— Start Record set —
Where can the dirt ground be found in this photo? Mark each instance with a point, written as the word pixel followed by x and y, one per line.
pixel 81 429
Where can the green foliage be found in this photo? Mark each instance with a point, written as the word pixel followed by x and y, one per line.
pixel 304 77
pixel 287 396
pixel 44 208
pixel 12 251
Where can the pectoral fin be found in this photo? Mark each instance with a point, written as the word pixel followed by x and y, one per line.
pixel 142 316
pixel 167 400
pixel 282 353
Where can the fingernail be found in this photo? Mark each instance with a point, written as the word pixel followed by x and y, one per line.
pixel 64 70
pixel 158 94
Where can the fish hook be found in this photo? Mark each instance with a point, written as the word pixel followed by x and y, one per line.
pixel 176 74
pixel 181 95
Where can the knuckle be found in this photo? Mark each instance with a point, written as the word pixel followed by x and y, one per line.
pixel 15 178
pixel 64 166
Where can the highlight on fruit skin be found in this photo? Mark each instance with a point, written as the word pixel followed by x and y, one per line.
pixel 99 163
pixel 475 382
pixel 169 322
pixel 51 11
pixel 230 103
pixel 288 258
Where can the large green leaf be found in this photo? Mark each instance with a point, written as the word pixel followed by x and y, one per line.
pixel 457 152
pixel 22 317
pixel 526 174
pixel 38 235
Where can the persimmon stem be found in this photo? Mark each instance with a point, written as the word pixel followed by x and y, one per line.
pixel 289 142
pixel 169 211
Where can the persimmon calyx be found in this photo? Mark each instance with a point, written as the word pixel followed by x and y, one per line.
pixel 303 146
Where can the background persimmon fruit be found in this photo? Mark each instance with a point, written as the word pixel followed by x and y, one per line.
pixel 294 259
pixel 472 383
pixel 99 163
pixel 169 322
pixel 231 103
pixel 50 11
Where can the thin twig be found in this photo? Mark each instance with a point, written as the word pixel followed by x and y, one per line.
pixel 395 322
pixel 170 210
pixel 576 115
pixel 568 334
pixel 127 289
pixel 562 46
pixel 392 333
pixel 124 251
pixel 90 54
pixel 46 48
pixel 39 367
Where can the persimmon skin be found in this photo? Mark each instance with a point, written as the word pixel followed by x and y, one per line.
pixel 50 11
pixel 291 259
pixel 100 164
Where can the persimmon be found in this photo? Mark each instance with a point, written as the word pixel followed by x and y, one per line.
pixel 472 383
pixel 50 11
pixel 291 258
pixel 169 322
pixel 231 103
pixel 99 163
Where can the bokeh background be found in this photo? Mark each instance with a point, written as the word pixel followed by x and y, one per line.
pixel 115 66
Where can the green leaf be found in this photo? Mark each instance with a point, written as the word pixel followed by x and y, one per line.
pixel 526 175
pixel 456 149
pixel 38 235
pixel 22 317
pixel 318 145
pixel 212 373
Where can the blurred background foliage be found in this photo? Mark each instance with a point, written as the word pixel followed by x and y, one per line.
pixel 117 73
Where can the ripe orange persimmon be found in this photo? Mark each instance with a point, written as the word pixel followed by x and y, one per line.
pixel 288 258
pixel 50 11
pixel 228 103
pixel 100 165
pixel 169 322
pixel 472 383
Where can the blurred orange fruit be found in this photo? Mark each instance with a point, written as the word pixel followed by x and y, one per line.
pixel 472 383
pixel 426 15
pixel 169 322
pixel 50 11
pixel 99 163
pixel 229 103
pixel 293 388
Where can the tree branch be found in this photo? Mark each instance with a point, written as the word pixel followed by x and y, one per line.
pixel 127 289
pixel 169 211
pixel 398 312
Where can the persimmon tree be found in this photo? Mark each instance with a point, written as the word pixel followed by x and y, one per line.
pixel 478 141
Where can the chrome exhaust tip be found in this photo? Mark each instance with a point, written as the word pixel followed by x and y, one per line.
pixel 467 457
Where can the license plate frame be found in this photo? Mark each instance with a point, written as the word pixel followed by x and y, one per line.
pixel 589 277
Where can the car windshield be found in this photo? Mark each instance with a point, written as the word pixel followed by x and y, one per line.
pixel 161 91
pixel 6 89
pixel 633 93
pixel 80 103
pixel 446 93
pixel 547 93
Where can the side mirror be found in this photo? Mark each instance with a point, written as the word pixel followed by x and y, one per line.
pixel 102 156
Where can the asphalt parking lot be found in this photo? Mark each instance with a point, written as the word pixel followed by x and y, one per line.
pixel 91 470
— End Record set —
* _Exercise instructions_: Reproduce the listing above verbatim, starting from its first line and continuing up to and including the line that contains "pixel 282 353".

* _Correct answer_:
Where can the dirt ground be found in this photo? Mark each instance with a point, written as the word pixel followed by x and y, one per line.
pixel 81 429
Where can the green foliage be found in this photo? Mark each instance with a point, written as the word pixel followed by x and y, one per line.
pixel 304 77
pixel 287 396
pixel 44 208
pixel 12 251
Where can the pectoral fin be found in this photo? Mark each instance with a point, written as the word pixel followed by x and y, one per line.
pixel 142 316
pixel 167 400
pixel 282 353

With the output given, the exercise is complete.